=== Written request ===
Copy the records below line for line, leaving everything unchanged.

Dataset excerpt:

________________

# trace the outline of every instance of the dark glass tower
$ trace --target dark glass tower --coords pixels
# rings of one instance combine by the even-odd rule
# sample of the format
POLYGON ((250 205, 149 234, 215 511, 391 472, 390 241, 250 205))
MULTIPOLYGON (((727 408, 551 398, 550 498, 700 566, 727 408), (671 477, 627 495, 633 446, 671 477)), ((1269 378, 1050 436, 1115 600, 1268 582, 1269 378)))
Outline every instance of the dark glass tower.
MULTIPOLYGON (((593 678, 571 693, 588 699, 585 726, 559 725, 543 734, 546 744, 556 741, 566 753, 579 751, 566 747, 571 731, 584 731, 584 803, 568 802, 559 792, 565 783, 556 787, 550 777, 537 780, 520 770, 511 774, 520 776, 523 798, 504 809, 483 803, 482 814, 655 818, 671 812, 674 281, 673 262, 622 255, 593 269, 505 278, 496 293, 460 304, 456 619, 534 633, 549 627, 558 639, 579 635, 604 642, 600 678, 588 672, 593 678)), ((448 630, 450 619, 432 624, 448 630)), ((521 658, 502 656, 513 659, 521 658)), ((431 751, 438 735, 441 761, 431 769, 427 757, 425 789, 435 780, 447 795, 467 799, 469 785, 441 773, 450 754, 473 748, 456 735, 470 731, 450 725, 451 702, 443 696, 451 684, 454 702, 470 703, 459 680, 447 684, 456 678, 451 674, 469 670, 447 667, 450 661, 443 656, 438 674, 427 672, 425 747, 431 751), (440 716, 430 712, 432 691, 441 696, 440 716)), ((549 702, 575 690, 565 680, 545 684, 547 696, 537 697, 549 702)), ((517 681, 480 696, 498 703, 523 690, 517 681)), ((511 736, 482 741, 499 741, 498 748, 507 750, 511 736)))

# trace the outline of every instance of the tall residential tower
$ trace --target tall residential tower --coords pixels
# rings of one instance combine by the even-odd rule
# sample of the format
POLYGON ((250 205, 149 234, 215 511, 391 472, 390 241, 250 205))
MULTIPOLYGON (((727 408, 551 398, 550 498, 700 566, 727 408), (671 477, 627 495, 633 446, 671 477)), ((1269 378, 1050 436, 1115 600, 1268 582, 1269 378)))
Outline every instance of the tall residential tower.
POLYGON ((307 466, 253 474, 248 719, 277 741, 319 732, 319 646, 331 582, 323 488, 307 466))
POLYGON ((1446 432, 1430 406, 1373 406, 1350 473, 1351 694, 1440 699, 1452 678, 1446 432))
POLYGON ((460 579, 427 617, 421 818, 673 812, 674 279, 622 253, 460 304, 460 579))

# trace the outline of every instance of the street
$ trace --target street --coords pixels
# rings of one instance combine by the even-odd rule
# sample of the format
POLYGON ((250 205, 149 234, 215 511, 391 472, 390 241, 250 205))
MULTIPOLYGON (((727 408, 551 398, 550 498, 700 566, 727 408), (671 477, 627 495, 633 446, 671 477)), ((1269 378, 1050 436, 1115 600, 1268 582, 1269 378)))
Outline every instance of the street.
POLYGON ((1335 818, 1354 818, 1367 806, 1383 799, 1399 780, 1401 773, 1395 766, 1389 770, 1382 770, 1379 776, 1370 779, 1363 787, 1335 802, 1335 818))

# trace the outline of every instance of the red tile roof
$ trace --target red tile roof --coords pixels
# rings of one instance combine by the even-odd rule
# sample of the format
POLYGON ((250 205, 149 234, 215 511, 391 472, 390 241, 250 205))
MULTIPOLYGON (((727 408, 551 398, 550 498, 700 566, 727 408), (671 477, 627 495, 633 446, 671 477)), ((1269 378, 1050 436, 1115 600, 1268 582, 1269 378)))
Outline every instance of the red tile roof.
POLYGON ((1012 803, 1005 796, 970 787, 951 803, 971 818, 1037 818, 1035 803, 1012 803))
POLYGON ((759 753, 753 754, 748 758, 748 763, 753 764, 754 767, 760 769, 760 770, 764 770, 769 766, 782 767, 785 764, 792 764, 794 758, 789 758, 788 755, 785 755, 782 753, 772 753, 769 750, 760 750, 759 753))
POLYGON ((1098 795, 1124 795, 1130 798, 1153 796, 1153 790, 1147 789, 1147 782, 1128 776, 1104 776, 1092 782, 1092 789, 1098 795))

________________

=== Task output ===
# trace the outline of every instance of the dark glass tower
$ trace --target dark glass tower --coords pixels
# rings of one instance combine by the even-odd rule
# sample of the format
POLYGON ((250 205, 149 234, 215 511, 391 472, 390 241, 250 205))
MULTIPOLYGON (((727 408, 551 398, 550 498, 700 566, 727 408), (671 477, 627 495, 633 446, 671 477)), ((1269 378, 1050 436, 1115 600, 1268 582, 1269 378)))
Outline every instance of the dark glass tower.
MULTIPOLYGON (((593 678, 571 693, 588 699, 585 726, 559 725, 543 734, 546 744, 556 741, 566 753, 579 751, 566 747, 571 731, 584 731, 584 803, 568 802, 559 792, 565 783, 556 787, 550 777, 537 780, 520 770, 511 774, 520 776, 523 798, 504 809, 483 803, 482 814, 655 818, 671 812, 674 281, 673 262, 622 255, 593 269, 505 278, 496 293, 460 304, 456 619, 534 633, 549 627, 558 639, 579 635, 604 642, 600 678, 588 672, 593 678)), ((448 630, 450 619, 432 624, 448 630)), ((521 658, 502 656, 513 659, 521 658)), ((431 751, 438 735, 441 761, 431 769, 427 757, 425 789, 435 780, 447 795, 467 799, 469 785, 441 773, 450 754, 473 748, 456 735, 470 731, 450 725, 451 702, 443 696, 451 684, 454 702, 470 703, 459 680, 447 684, 456 678, 451 674, 469 670, 447 667, 450 661, 443 656, 438 674, 427 672, 425 747, 431 751), (440 716, 430 712, 432 691, 441 696, 440 716)), ((549 702, 575 690, 565 680, 545 684, 547 696, 537 697, 549 702)), ((517 681, 480 696, 498 703, 523 690, 517 681)), ((511 736, 482 741, 499 741, 498 748, 507 750, 511 736)))

# trace the outline of every instance of the tall residential tower
$ trace --target tall residential tower --coords pixels
# rings of one instance combine by the even-odd rule
# sample of the format
POLYGON ((250 205, 149 234, 215 511, 391 472, 390 241, 250 205))
MULTIPOLYGON (((727 408, 551 398, 550 498, 700 566, 727 408), (671 477, 627 495, 633 446, 671 477)), ((1269 378, 1050 436, 1115 600, 1268 582, 1269 378)))
Outline every instance of the tall residential tower.
POLYGON ((307 466, 253 474, 248 719, 277 741, 319 732, 319 646, 331 582, 323 488, 307 466))
POLYGON ((1446 432, 1430 406, 1373 406, 1350 473, 1351 694, 1440 699, 1452 678, 1446 432))
POLYGON ((460 579, 427 617, 421 818, 673 812, 674 279, 622 253, 460 304, 460 579))

# trace the outline of every instance of the street
$ trace --target street --coords pixels
# rings of one instance combine by the even-odd rule
# sample of the format
POLYGON ((250 205, 149 234, 215 511, 391 472, 390 241, 250 205))
MULTIPOLYGON (((727 408, 551 398, 550 498, 700 566, 727 408), (671 477, 627 495, 633 446, 671 477)), ((1269 378, 1050 436, 1115 600, 1268 582, 1269 378)))
Outline every instance of the street.
POLYGON ((1335 818, 1354 818, 1367 806, 1383 799, 1399 780, 1401 773, 1395 766, 1389 770, 1382 770, 1379 776, 1370 779, 1363 787, 1335 802, 1335 818))

# trace the outline of every instance of the red tile roof
$ trace --target red tile roof --coords pixels
# rings of one instance combine by the even-odd rule
# sample of the format
POLYGON ((250 205, 149 234, 215 511, 391 472, 390 241, 250 205))
MULTIPOLYGON (((727 408, 551 398, 550 498, 700 566, 727 408), (671 477, 627 495, 633 446, 671 477)), ((1269 378, 1050 436, 1115 600, 1268 582, 1269 378)))
Outline every instance of the red tile roof.
POLYGON ((1012 803, 1005 796, 970 787, 951 803, 971 818, 1037 818, 1035 803, 1012 803))
POLYGON ((759 753, 753 754, 748 758, 748 763, 753 764, 754 767, 760 769, 760 770, 764 770, 769 766, 782 767, 785 764, 792 764, 794 758, 789 758, 788 755, 785 755, 782 753, 772 753, 769 750, 760 750, 759 753))
POLYGON ((1098 795, 1124 795, 1130 798, 1153 796, 1153 790, 1147 789, 1147 782, 1128 776, 1104 776, 1092 782, 1092 789, 1098 795))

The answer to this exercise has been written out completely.